Your assignment
Every record, from first to last, should be retyped word for word.

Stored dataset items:
━━━━━━

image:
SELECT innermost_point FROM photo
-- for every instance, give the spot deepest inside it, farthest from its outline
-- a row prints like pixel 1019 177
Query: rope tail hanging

━━━━━━

Exercise answer
image:
SELECT innermost_point FROM photo
-- for every instance, give the spot deepest inside it, farthest from its outline
-- a row prints like pixel 1019 177
Query: rope tail hanging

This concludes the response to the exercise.